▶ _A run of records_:

━━━━━━━━━━━━━━━━━━━━━━━━━━━━━━

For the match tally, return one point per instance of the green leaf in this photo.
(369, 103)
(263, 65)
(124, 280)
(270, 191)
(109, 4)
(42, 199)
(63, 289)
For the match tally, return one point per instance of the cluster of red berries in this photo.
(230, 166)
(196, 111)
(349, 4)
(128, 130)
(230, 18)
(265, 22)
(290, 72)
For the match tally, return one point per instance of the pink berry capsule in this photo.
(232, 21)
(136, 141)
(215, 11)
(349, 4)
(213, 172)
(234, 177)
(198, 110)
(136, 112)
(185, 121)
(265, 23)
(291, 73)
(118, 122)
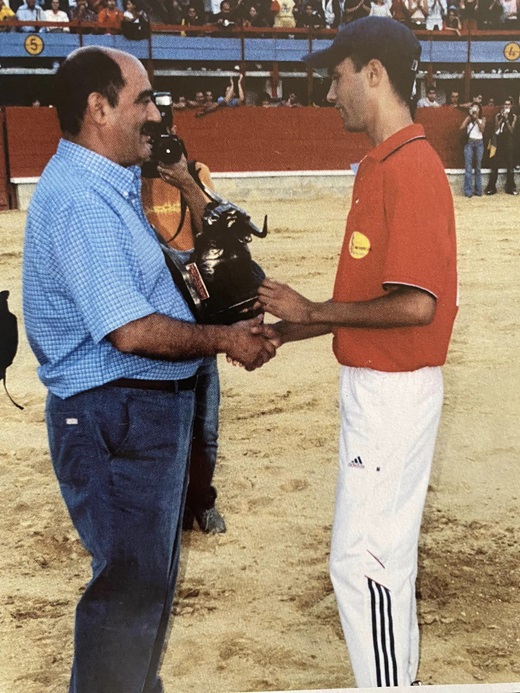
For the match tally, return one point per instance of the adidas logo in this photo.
(357, 463)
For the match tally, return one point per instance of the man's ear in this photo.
(97, 107)
(375, 71)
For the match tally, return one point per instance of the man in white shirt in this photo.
(428, 101)
(56, 15)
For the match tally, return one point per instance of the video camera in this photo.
(166, 147)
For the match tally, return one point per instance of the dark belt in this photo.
(164, 385)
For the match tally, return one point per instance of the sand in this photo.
(255, 609)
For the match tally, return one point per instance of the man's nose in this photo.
(154, 114)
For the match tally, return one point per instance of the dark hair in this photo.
(402, 80)
(85, 71)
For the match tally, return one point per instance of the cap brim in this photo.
(328, 57)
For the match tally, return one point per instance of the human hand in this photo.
(283, 302)
(175, 174)
(248, 346)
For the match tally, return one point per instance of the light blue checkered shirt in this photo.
(91, 264)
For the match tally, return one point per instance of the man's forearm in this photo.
(157, 336)
(293, 332)
(400, 308)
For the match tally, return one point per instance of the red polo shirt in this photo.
(400, 230)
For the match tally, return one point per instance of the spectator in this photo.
(417, 12)
(135, 24)
(400, 11)
(429, 100)
(181, 104)
(82, 13)
(380, 8)
(291, 101)
(265, 100)
(284, 16)
(489, 13)
(6, 15)
(355, 9)
(468, 11)
(30, 12)
(225, 19)
(198, 100)
(192, 17)
(501, 149)
(331, 12)
(231, 98)
(110, 17)
(311, 18)
(509, 13)
(473, 128)
(453, 101)
(452, 22)
(436, 10)
(56, 15)
(254, 18)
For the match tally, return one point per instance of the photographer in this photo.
(501, 149)
(473, 127)
(166, 211)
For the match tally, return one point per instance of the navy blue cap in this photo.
(367, 38)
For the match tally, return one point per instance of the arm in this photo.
(241, 94)
(179, 176)
(160, 337)
(401, 306)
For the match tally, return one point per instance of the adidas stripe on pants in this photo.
(389, 423)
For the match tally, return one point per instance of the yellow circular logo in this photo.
(359, 245)
(512, 51)
(34, 44)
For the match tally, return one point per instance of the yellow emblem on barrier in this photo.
(34, 44)
(359, 245)
(512, 51)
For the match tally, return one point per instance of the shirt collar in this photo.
(395, 141)
(123, 179)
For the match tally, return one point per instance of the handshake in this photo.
(253, 342)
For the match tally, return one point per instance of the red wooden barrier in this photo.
(242, 139)
(4, 181)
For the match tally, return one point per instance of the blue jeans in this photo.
(204, 446)
(120, 456)
(473, 153)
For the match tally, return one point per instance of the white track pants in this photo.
(389, 424)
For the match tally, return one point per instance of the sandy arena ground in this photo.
(255, 609)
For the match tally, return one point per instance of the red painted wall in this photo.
(4, 182)
(241, 139)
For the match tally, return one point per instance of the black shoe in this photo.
(188, 519)
(211, 521)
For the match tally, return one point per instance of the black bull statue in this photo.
(220, 280)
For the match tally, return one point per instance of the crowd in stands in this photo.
(134, 16)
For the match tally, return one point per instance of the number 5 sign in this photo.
(34, 45)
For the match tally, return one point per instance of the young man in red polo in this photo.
(391, 314)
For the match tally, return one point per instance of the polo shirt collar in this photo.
(123, 179)
(397, 140)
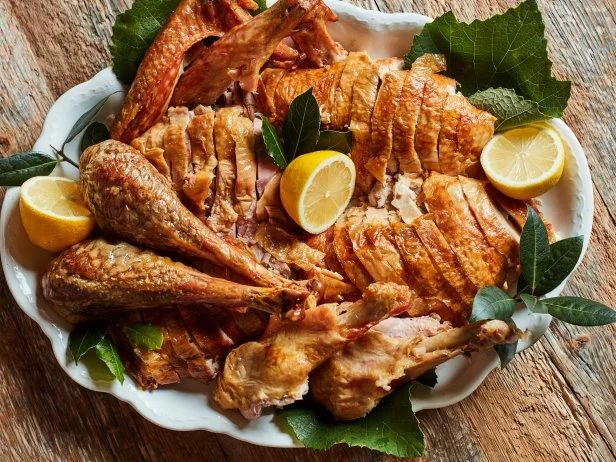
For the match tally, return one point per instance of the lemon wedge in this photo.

━━━━━━━━━━━━━━━━━━━━━━━━━━━━━━

▶ _Directive_:
Set down nothing but the lines from the one containing "on pants in this photo." to the final line above, both included, with every picture left out.

▶ _Exercise output_:
For the match tally, return one point per instance of the adidas stripe on pants in this photo.
(389, 423)
For the match tally, return one point per instance of the yellow circular logo in this photo.
(359, 245)
(512, 51)
(34, 44)
For the match tally, return one point per instance of the yellow emblem on barrier in this photo.
(34, 44)
(359, 245)
(512, 51)
For the match tally, return one point per instance of the shirt collar in this photo.
(395, 141)
(123, 179)
For the match tally, return one point per instance of the handshake in this photo.
(253, 342)
For the match tally, return one point per instance of the red wooden barrier in this photo.
(242, 139)
(4, 181)
For the match tally, return one point per instance of the blue jeans in this photo.
(204, 446)
(120, 456)
(473, 153)
For the match tally, return one point per instance of the white track pants in this photo.
(389, 424)
For the match tally, return one point per instance of the sandy arena ground in this photo.
(255, 609)
For the match tally, return one point per instance of the red painted wall in this photo.
(4, 182)
(241, 139)
For the match tally, return one point per instance of the black shoe in this photo.
(188, 519)
(211, 521)
For the match tally, return one point per instance of the black bull statue in this photo.
(220, 280)
For the match tally, return one point per instance of the crowd in stands in this photo.
(134, 16)
For the match tally, return one point per instance of the number 5 sign in this photo.
(34, 45)
For the match tally, return one point per instance of the young man in red polo in this photo.
(391, 314)
For the match tally, return one point per instance of the polo shirt collar in this photo.
(123, 179)
(397, 140)
For the match tally, return one point per instance of the lemon wedge in this photo.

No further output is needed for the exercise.